** Passage **
________

Wepsiec used a flow chart to explain how the biological evidence used to create a DNA profile of Susan's killer remained untainted, though other biological evidence in the case became contaminated.
"The statistics given to you (showing that Woloson's DNA matches the DNA profile created from the evidence) are reliable only if the testing procedures are reliable," argued Woloson's attorney, Public Defender Patricia Gross. "The reality is that contamination is an issue - it is a huge issue. Despite all the safeguards (at the state police forensic crime labs) contamination happens."
"Let's talk about the reality in this case," Wepsiec said. "There was absolutely no evidence presented in this courtroom that proved the slide (used to create the DNA profile compared to Woloson's DNA) was contaminated. There was no DNA (expert) witness called to show that these procedures were invalid… (Woloson) says he didn't know Susan Schumake, didn't see her, didn't have sex with her, didn't kill her. Then how did his DNA end up in her vagina? That's a great piece of reality right there."
In an interview after the verdict was read, Wepsiec said he has been with this case for nearly two years. He said he can't allow himself to become emotionally involved.
"You've got to be objective," he said. "You have to be able to respond to last minute motions and objections."
The story of how Woloson was brought to justice, however, is a dramatic one.

________

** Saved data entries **
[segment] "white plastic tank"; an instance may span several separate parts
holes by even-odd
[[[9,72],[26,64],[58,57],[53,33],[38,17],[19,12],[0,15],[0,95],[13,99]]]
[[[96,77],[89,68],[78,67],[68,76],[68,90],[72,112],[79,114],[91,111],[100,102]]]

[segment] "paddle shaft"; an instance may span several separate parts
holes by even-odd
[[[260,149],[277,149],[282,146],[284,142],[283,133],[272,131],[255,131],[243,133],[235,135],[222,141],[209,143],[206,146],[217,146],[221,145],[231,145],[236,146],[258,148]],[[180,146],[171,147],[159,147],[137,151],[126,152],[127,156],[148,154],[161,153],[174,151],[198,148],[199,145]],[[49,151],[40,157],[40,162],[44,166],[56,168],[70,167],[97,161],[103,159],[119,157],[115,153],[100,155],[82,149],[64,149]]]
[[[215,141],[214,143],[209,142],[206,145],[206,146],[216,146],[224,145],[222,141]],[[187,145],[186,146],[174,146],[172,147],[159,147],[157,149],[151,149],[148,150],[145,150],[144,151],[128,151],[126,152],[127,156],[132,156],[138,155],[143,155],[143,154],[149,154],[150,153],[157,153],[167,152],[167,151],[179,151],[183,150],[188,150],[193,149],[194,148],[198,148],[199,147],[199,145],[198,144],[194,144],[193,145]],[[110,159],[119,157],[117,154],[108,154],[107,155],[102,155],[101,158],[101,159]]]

________

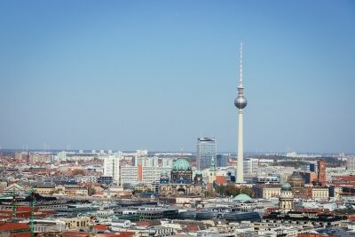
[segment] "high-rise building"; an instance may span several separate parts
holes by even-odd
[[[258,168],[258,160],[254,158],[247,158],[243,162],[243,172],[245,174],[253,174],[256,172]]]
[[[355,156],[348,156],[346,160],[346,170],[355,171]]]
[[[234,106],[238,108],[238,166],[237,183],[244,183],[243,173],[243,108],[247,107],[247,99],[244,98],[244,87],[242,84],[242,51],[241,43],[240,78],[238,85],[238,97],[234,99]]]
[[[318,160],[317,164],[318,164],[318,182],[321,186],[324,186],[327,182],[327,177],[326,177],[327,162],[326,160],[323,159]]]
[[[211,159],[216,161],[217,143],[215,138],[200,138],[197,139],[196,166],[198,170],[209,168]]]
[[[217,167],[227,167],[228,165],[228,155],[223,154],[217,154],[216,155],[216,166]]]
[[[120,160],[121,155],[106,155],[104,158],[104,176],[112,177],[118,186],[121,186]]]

________

** Problem set **
#1 Copy the trial passage from "In an interview" up to and including "become emotionally involved.", switching "verdict" to "ruling".
#2 Answer these questions from the trial passage:
(a) What did Wepsiec use to explain how the biological evidence for the DNA profile remained untainted?
(b) Who is Woloson's attorney?
(c) How long did Wepsiec say he has been with this case?

** Solved problems **
#1
In an interview after the ruling was read, Wepsiec said he has been with this case for nearly two years. He said he can't allow himself to become emotionally involved.

#2
(a) A flow chart.
(b) Public Defender Patricia Gross.
(c) Nearly two years.